- _Exercise instructions_
(A) In the passage on penconazole in beagle dogs, in which week was the highest dose lowered to 2500 ppm?
(B) From the passage on penconazole in beagle dogs, return word for word the portion starting at "139 mg penconazole/kg" and ending at "weights and histopathology.".

- _Supplied text_
Groups of beagle dogs (10/sex/group) were fed diets containing
0, 100, 500, or 5000/2500 ppm penconazole (purity 91.7%), equal to
3.0, 16.9 or 133 mg penconazole/kg bw/day for males and 3.3, 16.7 or

139 mg penconazole/kg bw/day for females, respectively, for 12
months. Due to poor feed intake the highest dose was lowered to 2500
ppm in week 20. An interim kill on 4 dogs/sex/group was carried out
at week 14 and 2 dogs/sex/group were kept for a 4-week recovery
period. Observations included clinical signs, mortality, body-
weight, food consumption, food conversion, ophthalmoscopy, auditory
perception, haematology, blood chemistry, urinalysis, macroscopy,
organ weights and histopathology.

An increased incidence of vomiting was observed in high-dose
dogs during the first three months of treatment; thereafter
occasionally vomiting was observed only in females. The high-dose
dogs lost body-weight and had a reduced food consumption during the
first months. After lowering the dosage food consumption and male
bodyweights were comparable to the controls but the mean weight of
the females remained lower than the control value. ASAT, ALP, OCT,
GGT and ALAT activities were increased in dogs at the highest dose
during the whole administration period. Total globulin concentration
was increased in males at the highest dose during weeks 13, 26 and
53, consequently the total protein was slightly increased and the
A/G ratio was decreased. Terminal body-weight of high-dose male and
female dogs were decreased after 3 months. At this time relative
liver weights were increased at 500 and 5000 ppm. Relative kidney
weight was increased at the highest dose in both males and females.

- _Data for analysis_
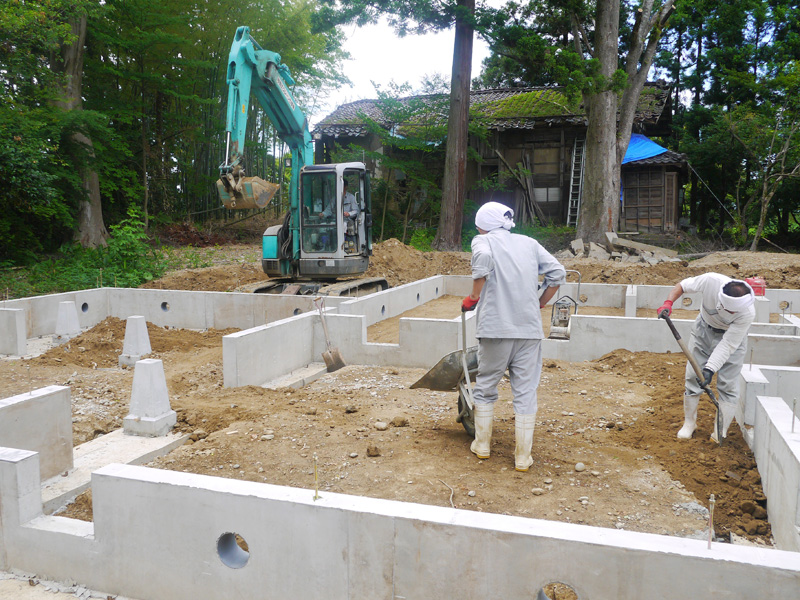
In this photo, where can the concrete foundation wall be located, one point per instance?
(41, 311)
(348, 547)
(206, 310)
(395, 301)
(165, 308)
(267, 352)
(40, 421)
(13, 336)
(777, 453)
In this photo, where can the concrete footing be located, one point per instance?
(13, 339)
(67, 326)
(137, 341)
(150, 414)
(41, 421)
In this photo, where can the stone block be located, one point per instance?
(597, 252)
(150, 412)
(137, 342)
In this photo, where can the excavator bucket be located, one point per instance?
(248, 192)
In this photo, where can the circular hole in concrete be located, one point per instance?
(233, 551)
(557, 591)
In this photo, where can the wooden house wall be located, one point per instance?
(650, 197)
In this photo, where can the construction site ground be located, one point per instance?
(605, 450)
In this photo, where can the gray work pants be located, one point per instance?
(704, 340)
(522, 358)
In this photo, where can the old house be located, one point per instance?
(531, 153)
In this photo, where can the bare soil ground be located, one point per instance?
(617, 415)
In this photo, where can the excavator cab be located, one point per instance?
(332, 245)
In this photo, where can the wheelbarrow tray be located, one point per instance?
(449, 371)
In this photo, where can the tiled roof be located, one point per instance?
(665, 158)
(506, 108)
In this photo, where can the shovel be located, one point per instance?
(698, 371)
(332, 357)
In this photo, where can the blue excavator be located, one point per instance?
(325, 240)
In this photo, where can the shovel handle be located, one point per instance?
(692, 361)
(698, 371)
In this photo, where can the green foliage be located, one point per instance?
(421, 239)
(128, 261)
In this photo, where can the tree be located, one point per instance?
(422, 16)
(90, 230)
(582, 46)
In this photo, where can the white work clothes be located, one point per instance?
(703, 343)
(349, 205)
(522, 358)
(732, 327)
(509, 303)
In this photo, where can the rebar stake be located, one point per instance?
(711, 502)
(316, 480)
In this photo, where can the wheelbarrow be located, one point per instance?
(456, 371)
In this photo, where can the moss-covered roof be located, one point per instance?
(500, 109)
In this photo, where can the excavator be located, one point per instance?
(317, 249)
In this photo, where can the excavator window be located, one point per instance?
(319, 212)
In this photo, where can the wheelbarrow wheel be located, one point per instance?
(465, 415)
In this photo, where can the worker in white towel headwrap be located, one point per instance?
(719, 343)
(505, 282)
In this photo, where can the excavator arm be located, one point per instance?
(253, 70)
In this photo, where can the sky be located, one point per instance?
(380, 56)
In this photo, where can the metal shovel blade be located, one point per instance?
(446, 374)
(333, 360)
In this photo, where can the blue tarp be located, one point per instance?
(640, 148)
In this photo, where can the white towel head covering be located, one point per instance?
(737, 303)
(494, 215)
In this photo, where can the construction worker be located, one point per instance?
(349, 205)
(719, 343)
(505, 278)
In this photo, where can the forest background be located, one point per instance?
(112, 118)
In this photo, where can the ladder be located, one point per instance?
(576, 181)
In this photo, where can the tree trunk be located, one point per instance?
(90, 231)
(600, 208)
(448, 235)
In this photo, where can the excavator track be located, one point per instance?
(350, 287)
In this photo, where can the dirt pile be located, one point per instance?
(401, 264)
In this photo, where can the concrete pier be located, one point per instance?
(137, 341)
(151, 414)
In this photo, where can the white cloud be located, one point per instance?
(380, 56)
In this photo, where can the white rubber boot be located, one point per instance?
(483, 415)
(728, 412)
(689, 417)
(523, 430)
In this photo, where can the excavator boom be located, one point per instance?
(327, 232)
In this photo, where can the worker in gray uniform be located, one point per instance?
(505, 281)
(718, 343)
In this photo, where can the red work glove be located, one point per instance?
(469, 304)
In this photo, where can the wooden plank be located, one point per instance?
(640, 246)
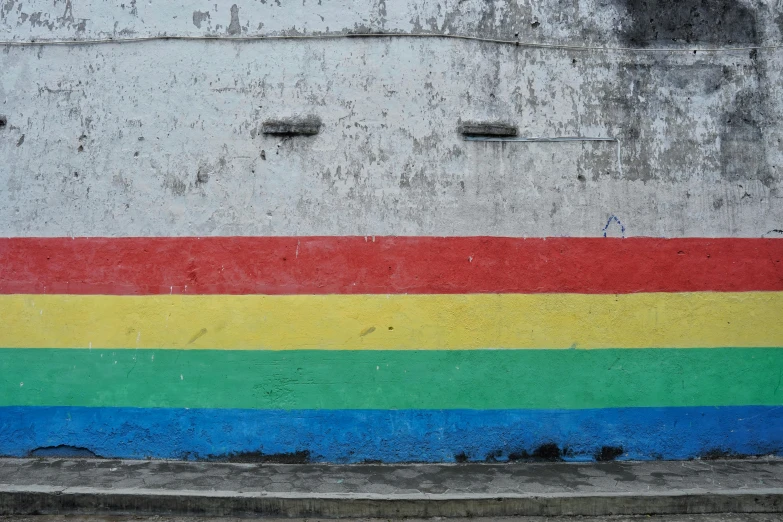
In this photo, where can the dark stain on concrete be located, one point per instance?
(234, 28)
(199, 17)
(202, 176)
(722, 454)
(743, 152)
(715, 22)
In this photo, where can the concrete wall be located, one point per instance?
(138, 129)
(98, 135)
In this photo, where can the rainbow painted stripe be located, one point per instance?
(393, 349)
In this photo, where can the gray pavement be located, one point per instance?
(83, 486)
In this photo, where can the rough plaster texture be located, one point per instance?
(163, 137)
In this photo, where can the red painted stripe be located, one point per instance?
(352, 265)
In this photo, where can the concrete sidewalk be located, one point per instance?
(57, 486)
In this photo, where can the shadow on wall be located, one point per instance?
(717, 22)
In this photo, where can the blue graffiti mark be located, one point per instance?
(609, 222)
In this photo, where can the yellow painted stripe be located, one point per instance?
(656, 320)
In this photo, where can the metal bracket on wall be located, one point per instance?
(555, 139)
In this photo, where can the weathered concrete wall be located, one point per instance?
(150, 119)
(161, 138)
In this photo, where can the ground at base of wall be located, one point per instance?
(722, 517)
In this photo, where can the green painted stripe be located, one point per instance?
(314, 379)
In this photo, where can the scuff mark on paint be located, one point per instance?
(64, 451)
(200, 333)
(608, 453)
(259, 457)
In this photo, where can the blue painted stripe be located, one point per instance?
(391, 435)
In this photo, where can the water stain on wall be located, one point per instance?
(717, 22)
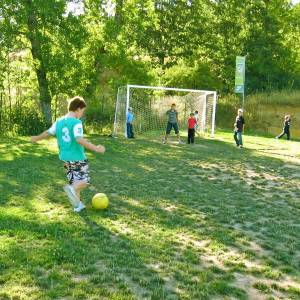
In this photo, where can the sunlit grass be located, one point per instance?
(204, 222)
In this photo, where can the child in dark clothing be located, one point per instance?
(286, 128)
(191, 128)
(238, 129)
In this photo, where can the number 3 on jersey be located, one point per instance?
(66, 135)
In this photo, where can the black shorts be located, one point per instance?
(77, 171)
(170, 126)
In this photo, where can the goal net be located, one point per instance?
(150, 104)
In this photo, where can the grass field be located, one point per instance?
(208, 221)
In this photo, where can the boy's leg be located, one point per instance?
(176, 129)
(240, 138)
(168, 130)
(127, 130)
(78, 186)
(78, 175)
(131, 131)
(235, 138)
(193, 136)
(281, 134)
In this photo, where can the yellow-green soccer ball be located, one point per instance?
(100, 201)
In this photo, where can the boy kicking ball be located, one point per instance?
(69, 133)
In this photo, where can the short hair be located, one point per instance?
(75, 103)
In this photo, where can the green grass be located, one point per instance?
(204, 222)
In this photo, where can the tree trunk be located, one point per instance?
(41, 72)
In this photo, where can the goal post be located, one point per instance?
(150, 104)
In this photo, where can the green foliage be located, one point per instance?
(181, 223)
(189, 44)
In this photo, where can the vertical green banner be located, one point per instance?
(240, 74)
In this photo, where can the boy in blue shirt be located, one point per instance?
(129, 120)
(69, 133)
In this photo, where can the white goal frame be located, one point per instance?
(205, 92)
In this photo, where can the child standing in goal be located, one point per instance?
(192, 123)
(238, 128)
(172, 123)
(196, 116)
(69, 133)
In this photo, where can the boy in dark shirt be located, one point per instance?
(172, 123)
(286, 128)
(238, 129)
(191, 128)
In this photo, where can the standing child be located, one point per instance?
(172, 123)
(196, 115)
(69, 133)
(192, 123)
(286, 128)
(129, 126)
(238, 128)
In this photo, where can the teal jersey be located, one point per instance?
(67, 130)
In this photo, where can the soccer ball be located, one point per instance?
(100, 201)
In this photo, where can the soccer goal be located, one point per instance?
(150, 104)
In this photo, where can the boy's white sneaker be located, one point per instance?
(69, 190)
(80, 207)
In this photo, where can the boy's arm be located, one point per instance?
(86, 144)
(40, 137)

- _Per-task answers_
(A) Week 20.

(B)
139 mg penconazole/kg bw/day for females, respectively, for 12
months. Due to poor feed intake the highest dose was lowered to 2500
ppm in week 20. An interim kill on 4 dogs/sex/group was carried out
at week 14 and 2 dogs/sex/group were kept for a 4-week recovery
period. Observations included clinical signs, mortality, body-
weight, food consumption, food conversion, ophthalmoscopy, auditory
perception, haematology, blood chemistry, urinalysis, macroscopy,
organ weights and histopathology.